What this task involves:
Give the listing again character for character, but drop the images.

- - - -

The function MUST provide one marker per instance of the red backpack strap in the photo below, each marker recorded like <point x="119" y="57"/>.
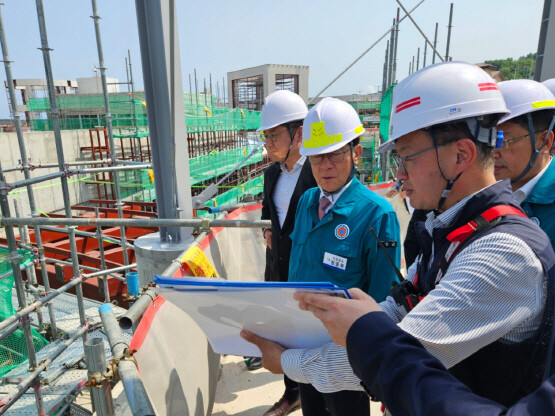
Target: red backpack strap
<point x="462" y="233"/>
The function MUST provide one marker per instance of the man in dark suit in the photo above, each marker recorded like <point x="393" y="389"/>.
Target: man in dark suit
<point x="284" y="182"/>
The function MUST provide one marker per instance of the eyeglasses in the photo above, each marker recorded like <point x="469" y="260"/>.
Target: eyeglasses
<point x="272" y="138"/>
<point x="334" y="157"/>
<point x="400" y="161"/>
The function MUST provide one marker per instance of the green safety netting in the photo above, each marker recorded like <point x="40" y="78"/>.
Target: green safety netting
<point x="236" y="195"/>
<point x="86" y="111"/>
<point x="12" y="348"/>
<point x="385" y="113"/>
<point x="209" y="166"/>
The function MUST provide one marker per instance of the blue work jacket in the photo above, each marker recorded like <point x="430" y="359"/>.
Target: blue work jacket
<point x="340" y="248"/>
<point x="540" y="204"/>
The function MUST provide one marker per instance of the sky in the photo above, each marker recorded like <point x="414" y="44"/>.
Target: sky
<point x="219" y="36"/>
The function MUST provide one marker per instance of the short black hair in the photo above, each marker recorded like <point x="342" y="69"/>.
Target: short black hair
<point x="451" y="132"/>
<point x="540" y="120"/>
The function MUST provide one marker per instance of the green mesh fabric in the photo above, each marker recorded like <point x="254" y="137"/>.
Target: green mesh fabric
<point x="385" y="113"/>
<point x="86" y="111"/>
<point x="12" y="349"/>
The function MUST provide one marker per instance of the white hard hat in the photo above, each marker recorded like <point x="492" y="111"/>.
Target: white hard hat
<point x="282" y="107"/>
<point x="328" y="126"/>
<point x="524" y="96"/>
<point x="550" y="84"/>
<point x="442" y="93"/>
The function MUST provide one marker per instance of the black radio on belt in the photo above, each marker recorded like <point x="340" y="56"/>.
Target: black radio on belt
<point x="404" y="293"/>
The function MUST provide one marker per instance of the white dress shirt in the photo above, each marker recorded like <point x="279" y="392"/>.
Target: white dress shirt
<point x="285" y="186"/>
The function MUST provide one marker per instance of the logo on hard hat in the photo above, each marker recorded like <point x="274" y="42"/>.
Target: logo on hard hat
<point x="488" y="86"/>
<point x="342" y="231"/>
<point x="407" y="104"/>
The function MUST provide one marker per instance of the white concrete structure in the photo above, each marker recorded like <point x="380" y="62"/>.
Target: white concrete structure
<point x="93" y="85"/>
<point x="248" y="87"/>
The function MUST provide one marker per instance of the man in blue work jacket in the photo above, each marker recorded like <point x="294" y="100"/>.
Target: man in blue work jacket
<point x="332" y="237"/>
<point x="525" y="155"/>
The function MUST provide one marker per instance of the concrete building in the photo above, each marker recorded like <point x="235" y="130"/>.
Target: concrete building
<point x="248" y="87"/>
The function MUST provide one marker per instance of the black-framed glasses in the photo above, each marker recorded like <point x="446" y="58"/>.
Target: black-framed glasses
<point x="272" y="138"/>
<point x="334" y="157"/>
<point x="400" y="161"/>
<point x="506" y="143"/>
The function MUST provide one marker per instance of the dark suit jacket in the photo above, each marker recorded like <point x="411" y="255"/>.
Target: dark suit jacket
<point x="396" y="369"/>
<point x="277" y="259"/>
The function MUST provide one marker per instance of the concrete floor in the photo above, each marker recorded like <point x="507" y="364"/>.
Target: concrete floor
<point x="250" y="393"/>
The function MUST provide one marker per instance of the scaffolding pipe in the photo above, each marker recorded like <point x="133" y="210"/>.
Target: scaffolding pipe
<point x="137" y="222"/>
<point x="103" y="280"/>
<point x="390" y="61"/>
<point x="435" y="44"/>
<point x="32" y="166"/>
<point x="86" y="234"/>
<point x="8" y="331"/>
<point x="449" y="33"/>
<point x="136" y="311"/>
<point x="110" y="169"/>
<point x="133" y="386"/>
<point x="14" y="257"/>
<point x="23" y="312"/>
<point x="418" y="27"/>
<point x="394" y="75"/>
<point x="33" y="378"/>
<point x="55" y="116"/>
<point x="108" y="116"/>
<point x="365" y="52"/>
<point x="101" y="392"/>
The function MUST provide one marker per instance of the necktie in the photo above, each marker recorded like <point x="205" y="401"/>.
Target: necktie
<point x="324" y="205"/>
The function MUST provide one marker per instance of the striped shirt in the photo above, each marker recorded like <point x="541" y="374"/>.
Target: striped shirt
<point x="495" y="288"/>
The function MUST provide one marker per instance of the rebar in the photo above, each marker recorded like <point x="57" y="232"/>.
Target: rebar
<point x="418" y="28"/>
<point x="447" y="57"/>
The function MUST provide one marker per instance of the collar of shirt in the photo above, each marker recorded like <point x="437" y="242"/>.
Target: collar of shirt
<point x="333" y="198"/>
<point x="522" y="193"/>
<point x="446" y="218"/>
<point x="298" y="165"/>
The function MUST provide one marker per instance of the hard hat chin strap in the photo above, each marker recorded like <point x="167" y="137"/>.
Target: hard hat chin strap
<point x="450" y="182"/>
<point x="535" y="152"/>
<point x="292" y="137"/>
<point x="349" y="178"/>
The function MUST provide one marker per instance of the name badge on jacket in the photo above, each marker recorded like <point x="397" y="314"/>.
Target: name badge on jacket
<point x="334" y="261"/>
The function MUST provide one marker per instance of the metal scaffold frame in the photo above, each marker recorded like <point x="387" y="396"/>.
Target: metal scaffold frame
<point x="127" y="370"/>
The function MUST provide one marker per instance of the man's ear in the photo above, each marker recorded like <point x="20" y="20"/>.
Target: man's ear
<point x="466" y="154"/>
<point x="357" y="153"/>
<point x="547" y="142"/>
<point x="299" y="135"/>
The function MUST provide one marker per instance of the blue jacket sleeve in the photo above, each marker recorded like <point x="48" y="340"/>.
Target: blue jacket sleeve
<point x="397" y="370"/>
<point x="380" y="270"/>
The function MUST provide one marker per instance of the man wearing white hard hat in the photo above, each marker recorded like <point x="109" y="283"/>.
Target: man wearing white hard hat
<point x="332" y="237"/>
<point x="525" y="156"/>
<point x="480" y="295"/>
<point x="550" y="84"/>
<point x="284" y="183"/>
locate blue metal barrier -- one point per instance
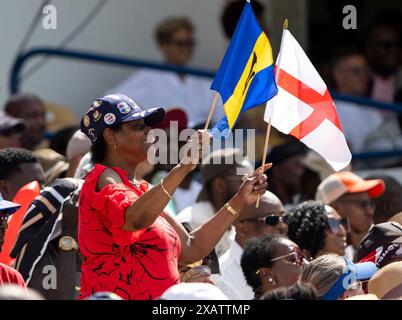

- - - -

Written response:
The function MUST provide one marker per instance of the red backpack strap in the photo below, each marker recorded like <point x="119" y="57"/>.
Target: red backpack strap
<point x="462" y="233"/>
The function MUST provide one marker per instance of the man in dark suit in the photo above, each marker recorded like <point x="393" y="389"/>.
Target: man in dark suit
<point x="284" y="182"/>
The function MUST provide one marker per instance of the eyeglasses in the photo above, each marker recorded like <point x="469" y="260"/>.
Target: eyeglasses
<point x="272" y="138"/>
<point x="334" y="157"/>
<point x="400" y="161"/>
The function MUST provide one marker per instance of the green safety netting in the photo above, each marker recorded like <point x="40" y="78"/>.
Target: green safety netting
<point x="236" y="195"/>
<point x="86" y="111"/>
<point x="12" y="348"/>
<point x="385" y="113"/>
<point x="209" y="166"/>
The function MUST provide one marker per instance of the blue work jacket in the photo above, each marker recorded like <point x="430" y="359"/>.
Target: blue work jacket
<point x="340" y="248"/>
<point x="540" y="204"/>
The function MUST provide one marker per instance of the sky in the photo above, each marker recorded like <point x="414" y="44"/>.
Target: sky
<point x="219" y="36"/>
The function MUST provide one marker per instance of the short black hair in the photo above, each marker recorded like <point x="342" y="69"/>.
Target: short black hair
<point x="451" y="132"/>
<point x="540" y="120"/>
The function MUST provide one marker per instance of the green mesh fabric in the photo above, each marker recorded like <point x="254" y="137"/>.
Target: green mesh fabric
<point x="385" y="113"/>
<point x="86" y="111"/>
<point x="12" y="349"/>
The function MUST provide one marker per instance of the white hard hat in the photo above, each marker recorded like <point x="492" y="111"/>.
Target: white hard hat
<point x="282" y="107"/>
<point x="328" y="126"/>
<point x="524" y="96"/>
<point x="550" y="84"/>
<point x="442" y="93"/>
The function MUST provide one marker per instance of the black radio on belt in the photo above, each marker recorded like <point x="340" y="56"/>.
Target: black radio on belt
<point x="404" y="293"/>
The function MUST provide one marker per instance of the white dress shirt in the photo above, each marker recorded like <point x="279" y="392"/>.
Target: white dress shirt
<point x="285" y="186"/>
The function MUST provide one marker per instance of the logo on hard hat in the photo above, each marker recorded like <point x="274" y="42"/>.
Target: logo on hard hat
<point x="488" y="86"/>
<point x="342" y="231"/>
<point x="407" y="104"/>
The function MUST provide one marker per instance of the white concrete structure in the photo above, each marker recorded like <point x="380" y="62"/>.
Target: white concrete structure
<point x="93" y="85"/>
<point x="248" y="87"/>
The function MUST provide one marker per instance of the man in blue work jacket in the photo above, each marker recorded like <point x="294" y="100"/>.
Target: man in blue work jacket
<point x="332" y="237"/>
<point x="525" y="155"/>
The function MUST provide one marker per instance of the concrete building in the photo above, each marker recorded like <point x="235" y="130"/>.
Target: concrete building
<point x="248" y="87"/>
The function MUST provide one marker per instance of the black-framed glasses in the photo above, each marker recorded like <point x="446" y="58"/>.
Target: black-framed glasses
<point x="272" y="138"/>
<point x="334" y="157"/>
<point x="400" y="161"/>
<point x="506" y="143"/>
The function MUST provide one marker per instance of the dark suit jacket in the photo above, each marker recorded like <point x="411" y="255"/>.
Target: dark suit jacket
<point x="396" y="369"/>
<point x="277" y="259"/>
The function MUST provide one marker per instance of the concrete floor in the photo above, each marker recorded like <point x="507" y="364"/>.
Target: concrete floor
<point x="250" y="393"/>
The function MUST provide one marker per instance of the scaffolding pipe in the photo above, each marker recorded like <point x="133" y="210"/>.
Target: scaffolding pipe
<point x="137" y="222"/>
<point x="103" y="280"/>
<point x="390" y="61"/>
<point x="435" y="44"/>
<point x="32" y="166"/>
<point x="86" y="234"/>
<point x="8" y="331"/>
<point x="449" y="33"/>
<point x="136" y="311"/>
<point x="110" y="169"/>
<point x="133" y="386"/>
<point x="14" y="257"/>
<point x="23" y="312"/>
<point x="418" y="27"/>
<point x="394" y="75"/>
<point x="33" y="378"/>
<point x="55" y="116"/>
<point x="108" y="116"/>
<point x="365" y="52"/>
<point x="101" y="392"/>
The function MUST provide one marker per instance of the necktie in the photo above, each marker recorded like <point x="205" y="401"/>.
Target: necktie
<point x="324" y="205"/>
The function MUST provide one marker per instance of the striped shirt in the photo above, each marker recorded like <point x="541" y="374"/>.
Target: striped shirt
<point x="495" y="288"/>
The function MUST provide one marker per instance of the rebar in the photo above, each marker recorded like <point x="57" y="232"/>.
Target: rebar
<point x="418" y="28"/>
<point x="447" y="57"/>
The function MUST provide one marker per instance of the collar of shirt in the photo above, each marker recorded like <point x="437" y="242"/>.
Target: collar of shirt
<point x="333" y="198"/>
<point x="522" y="193"/>
<point x="446" y="218"/>
<point x="298" y="165"/>
The function MUST provide one marker per instance of the hard hat chin strap in the photo above, each marker recorded like <point x="167" y="137"/>.
Target: hard hat chin strap
<point x="450" y="182"/>
<point x="535" y="152"/>
<point x="292" y="137"/>
<point x="349" y="178"/>
The function MUST provide one marker per instance of the name badge on jacket in the photo above, each marker recorded like <point x="397" y="314"/>.
Target: name badge on jacket
<point x="334" y="261"/>
The function MUST provide one marker per instance of the metal scaffold frame in the photo above, each marker recorded like <point x="387" y="396"/>.
Target: metal scaffold frame
<point x="127" y="370"/>
The function MUST provide one marker per instance of the man's ear in the photo above, each marker recorded like <point x="20" y="20"/>.
Target: man's ear
<point x="466" y="154"/>
<point x="357" y="153"/>
<point x="547" y="142"/>
<point x="299" y="135"/>
The function MUST provide one marker per instance of the blue jacket sleeve in the photo above, each marker recorded like <point x="48" y="340"/>.
Target: blue jacket sleeve
<point x="397" y="370"/>
<point x="380" y="270"/>
The function MUST provide one marker per instance of the man wearing white hard hat in the photo above, each marker recorded like <point x="109" y="283"/>.
Target: man wearing white hard hat
<point x="332" y="237"/>
<point x="525" y="156"/>
<point x="480" y="295"/>
<point x="550" y="84"/>
<point x="284" y="183"/>
locate blue metal barrier -- one point per instance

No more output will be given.